§ Problem statement:
Each line of the records below that holds "bicycle" should be copied out.

§ Entries supplied:

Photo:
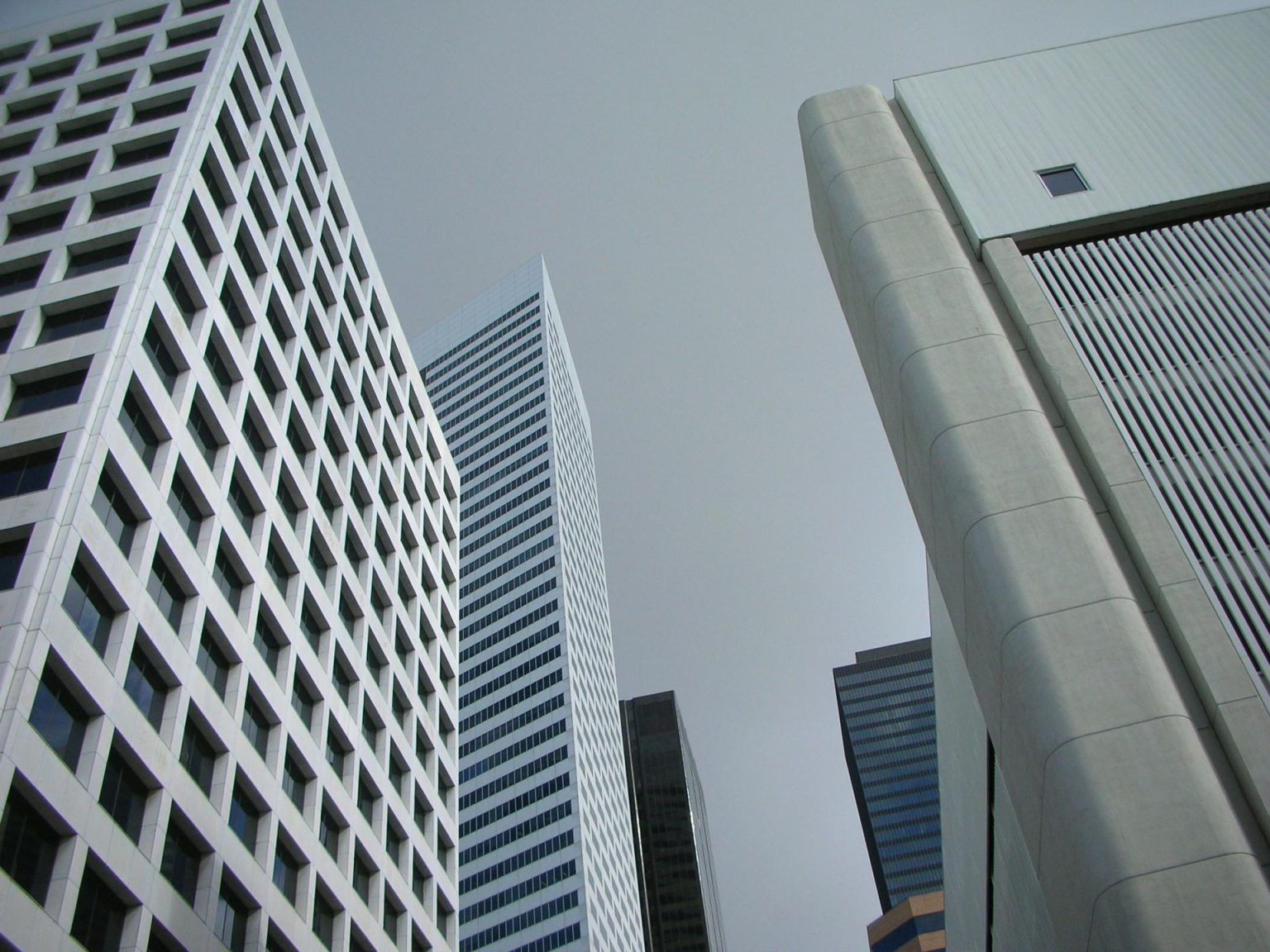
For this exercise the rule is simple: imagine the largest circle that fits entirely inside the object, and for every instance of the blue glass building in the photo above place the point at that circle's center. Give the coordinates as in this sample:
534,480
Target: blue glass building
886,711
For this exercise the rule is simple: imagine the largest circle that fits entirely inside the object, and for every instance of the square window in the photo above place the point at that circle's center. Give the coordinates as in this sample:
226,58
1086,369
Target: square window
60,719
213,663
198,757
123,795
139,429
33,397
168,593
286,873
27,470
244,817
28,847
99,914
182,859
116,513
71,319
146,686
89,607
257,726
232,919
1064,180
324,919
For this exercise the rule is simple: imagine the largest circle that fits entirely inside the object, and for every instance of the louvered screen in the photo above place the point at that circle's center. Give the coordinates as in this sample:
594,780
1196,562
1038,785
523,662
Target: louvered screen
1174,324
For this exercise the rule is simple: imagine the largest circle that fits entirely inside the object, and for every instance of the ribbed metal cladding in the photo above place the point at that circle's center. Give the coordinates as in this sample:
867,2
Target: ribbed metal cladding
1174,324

* * *

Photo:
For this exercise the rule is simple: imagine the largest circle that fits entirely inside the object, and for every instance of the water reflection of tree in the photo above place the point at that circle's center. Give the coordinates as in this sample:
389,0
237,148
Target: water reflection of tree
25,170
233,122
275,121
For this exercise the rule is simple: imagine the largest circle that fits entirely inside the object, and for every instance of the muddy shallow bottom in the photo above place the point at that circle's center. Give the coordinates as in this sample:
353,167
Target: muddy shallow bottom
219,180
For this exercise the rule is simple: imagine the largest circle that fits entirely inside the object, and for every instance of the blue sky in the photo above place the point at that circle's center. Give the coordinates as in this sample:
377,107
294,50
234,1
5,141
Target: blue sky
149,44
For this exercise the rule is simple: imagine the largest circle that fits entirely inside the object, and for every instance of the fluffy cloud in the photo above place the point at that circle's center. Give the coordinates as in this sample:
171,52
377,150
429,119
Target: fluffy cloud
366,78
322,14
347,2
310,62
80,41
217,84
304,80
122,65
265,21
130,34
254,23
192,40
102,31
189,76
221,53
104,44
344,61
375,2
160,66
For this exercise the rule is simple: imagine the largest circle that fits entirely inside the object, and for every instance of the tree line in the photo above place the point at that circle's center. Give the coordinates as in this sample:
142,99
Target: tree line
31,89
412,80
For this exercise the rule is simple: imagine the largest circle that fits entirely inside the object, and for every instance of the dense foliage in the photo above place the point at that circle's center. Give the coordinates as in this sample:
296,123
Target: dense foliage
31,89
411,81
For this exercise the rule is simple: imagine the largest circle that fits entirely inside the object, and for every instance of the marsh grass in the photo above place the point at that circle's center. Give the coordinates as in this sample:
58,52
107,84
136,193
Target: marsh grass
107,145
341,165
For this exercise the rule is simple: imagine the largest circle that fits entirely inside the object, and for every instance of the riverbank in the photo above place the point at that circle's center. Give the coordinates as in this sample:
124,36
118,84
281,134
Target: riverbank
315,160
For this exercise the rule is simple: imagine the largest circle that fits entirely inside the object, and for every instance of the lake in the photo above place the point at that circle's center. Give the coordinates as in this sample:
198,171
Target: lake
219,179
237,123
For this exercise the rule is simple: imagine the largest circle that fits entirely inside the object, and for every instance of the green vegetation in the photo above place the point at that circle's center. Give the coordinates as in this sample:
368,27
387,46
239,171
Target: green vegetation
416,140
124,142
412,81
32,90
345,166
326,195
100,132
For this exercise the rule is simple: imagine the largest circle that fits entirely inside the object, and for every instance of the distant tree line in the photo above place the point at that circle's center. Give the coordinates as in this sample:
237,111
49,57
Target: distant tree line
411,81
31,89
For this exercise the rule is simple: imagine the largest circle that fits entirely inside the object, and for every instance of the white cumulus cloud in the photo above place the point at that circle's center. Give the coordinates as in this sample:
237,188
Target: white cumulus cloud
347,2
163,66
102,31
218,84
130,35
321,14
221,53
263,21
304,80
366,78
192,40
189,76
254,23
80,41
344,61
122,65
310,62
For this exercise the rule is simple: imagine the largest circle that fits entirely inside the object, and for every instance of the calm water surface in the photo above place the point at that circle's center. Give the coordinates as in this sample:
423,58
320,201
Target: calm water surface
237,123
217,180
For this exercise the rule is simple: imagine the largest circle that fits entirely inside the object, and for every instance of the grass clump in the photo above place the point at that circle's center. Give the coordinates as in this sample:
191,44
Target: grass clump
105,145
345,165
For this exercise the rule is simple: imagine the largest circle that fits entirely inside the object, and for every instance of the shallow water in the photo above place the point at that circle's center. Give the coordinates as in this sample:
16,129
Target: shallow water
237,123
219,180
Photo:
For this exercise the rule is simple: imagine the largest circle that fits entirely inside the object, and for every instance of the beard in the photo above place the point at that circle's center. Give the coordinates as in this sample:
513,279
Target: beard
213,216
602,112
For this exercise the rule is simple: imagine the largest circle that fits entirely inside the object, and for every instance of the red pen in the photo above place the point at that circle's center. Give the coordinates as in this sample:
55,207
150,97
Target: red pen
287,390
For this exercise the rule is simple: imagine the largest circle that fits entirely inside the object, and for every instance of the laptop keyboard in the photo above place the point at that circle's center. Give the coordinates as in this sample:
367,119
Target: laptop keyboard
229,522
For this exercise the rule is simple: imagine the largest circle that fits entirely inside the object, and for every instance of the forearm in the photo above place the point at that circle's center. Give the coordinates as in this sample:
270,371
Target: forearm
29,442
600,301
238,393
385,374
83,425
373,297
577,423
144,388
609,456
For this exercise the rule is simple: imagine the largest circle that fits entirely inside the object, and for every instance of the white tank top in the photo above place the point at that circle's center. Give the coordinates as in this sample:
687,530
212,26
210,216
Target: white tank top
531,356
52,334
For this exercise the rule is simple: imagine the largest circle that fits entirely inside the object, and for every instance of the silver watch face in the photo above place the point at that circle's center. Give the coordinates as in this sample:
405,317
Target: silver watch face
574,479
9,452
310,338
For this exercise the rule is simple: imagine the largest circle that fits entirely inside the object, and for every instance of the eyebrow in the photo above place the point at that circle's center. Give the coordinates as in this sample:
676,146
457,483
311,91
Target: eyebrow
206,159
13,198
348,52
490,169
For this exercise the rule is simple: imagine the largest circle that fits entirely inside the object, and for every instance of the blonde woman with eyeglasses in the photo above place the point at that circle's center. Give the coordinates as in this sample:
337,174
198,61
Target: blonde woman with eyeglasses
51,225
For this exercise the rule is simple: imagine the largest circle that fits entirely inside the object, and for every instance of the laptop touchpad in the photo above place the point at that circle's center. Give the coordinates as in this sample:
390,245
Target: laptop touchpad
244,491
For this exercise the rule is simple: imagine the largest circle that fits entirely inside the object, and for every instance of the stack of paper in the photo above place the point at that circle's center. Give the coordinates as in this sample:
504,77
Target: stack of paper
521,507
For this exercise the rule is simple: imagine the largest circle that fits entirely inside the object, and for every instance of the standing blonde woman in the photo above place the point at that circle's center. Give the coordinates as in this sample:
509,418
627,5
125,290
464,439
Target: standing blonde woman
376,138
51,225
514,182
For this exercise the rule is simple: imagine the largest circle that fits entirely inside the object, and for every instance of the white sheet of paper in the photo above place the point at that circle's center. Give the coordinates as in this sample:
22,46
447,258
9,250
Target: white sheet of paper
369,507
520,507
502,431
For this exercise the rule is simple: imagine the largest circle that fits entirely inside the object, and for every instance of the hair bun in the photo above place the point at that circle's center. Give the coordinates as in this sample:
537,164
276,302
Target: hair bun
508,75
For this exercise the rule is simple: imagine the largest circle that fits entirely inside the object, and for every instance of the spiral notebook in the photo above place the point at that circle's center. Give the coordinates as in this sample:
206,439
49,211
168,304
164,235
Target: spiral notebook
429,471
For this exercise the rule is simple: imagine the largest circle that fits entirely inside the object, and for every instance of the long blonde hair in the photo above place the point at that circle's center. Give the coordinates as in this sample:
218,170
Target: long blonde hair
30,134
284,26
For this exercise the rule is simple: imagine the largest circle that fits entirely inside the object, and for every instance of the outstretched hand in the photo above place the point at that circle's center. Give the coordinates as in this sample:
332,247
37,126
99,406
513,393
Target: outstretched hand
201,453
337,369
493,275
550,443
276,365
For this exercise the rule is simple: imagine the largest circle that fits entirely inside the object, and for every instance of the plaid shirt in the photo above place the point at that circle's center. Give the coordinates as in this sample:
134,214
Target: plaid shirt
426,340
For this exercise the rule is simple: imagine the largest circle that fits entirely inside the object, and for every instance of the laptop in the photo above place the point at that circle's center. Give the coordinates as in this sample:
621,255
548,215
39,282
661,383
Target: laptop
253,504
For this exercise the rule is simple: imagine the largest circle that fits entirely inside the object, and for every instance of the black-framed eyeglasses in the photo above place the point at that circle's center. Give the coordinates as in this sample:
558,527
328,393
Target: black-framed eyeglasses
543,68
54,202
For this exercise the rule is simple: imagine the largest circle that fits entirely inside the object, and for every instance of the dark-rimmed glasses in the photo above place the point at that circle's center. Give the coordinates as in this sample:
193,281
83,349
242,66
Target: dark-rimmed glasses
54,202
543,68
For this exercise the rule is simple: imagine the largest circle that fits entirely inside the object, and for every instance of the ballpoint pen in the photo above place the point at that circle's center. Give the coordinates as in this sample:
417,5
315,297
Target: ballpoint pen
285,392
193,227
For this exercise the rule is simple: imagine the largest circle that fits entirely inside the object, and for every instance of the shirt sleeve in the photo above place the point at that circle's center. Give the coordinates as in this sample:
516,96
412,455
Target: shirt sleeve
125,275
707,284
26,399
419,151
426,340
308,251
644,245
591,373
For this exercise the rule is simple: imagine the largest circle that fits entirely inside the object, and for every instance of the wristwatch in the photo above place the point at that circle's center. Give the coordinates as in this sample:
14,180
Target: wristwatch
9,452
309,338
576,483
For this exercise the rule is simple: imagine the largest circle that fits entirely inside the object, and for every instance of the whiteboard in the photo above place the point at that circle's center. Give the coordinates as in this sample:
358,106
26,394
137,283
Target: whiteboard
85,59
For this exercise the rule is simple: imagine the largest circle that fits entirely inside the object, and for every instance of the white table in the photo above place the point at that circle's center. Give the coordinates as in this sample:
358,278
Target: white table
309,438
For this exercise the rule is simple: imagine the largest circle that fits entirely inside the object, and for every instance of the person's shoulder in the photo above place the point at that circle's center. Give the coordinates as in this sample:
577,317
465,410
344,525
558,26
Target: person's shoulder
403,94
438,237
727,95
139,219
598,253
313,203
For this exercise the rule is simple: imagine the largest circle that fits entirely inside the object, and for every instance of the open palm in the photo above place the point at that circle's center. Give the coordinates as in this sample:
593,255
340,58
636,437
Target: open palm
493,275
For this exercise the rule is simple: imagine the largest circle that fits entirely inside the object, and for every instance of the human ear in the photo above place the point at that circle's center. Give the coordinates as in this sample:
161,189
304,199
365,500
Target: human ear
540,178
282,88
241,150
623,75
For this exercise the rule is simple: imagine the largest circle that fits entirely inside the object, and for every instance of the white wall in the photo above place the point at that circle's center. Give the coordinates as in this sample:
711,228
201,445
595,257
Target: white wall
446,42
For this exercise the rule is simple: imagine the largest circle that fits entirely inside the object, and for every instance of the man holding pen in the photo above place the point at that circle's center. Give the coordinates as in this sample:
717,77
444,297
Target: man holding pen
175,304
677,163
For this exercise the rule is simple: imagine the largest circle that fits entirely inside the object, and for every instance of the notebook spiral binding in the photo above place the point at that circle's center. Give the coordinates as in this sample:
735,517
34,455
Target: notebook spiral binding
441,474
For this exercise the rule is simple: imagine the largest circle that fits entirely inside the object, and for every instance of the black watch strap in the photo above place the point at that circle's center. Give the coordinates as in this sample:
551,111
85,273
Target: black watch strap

--

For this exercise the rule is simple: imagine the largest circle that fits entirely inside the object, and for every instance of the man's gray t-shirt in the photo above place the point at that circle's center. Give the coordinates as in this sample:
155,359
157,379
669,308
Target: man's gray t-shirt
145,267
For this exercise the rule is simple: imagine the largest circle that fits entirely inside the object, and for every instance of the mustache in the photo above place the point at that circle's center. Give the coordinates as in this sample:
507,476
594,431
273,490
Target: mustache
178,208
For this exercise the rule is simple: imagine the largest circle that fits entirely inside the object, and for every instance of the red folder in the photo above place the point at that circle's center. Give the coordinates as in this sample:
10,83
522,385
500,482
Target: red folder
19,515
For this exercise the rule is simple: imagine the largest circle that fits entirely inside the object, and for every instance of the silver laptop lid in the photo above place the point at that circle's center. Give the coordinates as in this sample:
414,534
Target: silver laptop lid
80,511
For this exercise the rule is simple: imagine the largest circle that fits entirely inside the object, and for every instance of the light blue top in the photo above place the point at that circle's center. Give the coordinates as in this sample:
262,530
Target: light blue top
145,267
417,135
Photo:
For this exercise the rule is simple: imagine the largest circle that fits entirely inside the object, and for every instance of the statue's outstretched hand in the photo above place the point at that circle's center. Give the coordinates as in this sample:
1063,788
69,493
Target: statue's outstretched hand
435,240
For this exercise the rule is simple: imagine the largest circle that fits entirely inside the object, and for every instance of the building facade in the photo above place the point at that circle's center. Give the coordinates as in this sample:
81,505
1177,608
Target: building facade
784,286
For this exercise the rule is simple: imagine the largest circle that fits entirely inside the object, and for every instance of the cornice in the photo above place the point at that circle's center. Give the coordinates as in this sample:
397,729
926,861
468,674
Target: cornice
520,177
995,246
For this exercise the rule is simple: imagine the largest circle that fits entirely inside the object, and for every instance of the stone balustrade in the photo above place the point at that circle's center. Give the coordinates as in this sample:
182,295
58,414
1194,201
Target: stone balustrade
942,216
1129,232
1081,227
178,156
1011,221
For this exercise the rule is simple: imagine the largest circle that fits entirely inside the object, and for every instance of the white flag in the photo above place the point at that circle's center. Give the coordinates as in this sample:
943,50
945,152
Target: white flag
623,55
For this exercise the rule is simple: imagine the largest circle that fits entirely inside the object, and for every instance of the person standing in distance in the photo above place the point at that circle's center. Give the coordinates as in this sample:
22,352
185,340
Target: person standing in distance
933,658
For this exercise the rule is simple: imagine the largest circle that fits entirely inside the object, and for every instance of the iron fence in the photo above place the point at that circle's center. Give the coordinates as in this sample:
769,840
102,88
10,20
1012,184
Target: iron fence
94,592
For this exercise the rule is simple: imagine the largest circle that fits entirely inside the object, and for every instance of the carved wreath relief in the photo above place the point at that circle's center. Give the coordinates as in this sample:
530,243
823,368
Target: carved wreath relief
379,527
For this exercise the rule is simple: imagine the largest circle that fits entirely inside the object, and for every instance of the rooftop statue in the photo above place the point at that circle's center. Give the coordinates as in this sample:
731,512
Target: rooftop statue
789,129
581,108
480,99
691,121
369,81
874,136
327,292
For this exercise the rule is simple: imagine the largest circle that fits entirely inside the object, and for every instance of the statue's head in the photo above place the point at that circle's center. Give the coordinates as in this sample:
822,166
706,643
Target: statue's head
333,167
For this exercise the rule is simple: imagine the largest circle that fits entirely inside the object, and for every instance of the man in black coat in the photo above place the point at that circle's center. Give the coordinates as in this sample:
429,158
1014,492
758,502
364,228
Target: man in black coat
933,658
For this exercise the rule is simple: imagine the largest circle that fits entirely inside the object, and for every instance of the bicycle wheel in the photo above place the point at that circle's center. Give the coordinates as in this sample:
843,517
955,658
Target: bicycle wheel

§ Task solution:
For this exercise the rule is simple: imagine the largest circle that fits entirely inside the object, and for every instance of the bicycle wheel in the photo above place the point at that circle's center. Give the coordinates as in this sample:
Target: bicycle wheel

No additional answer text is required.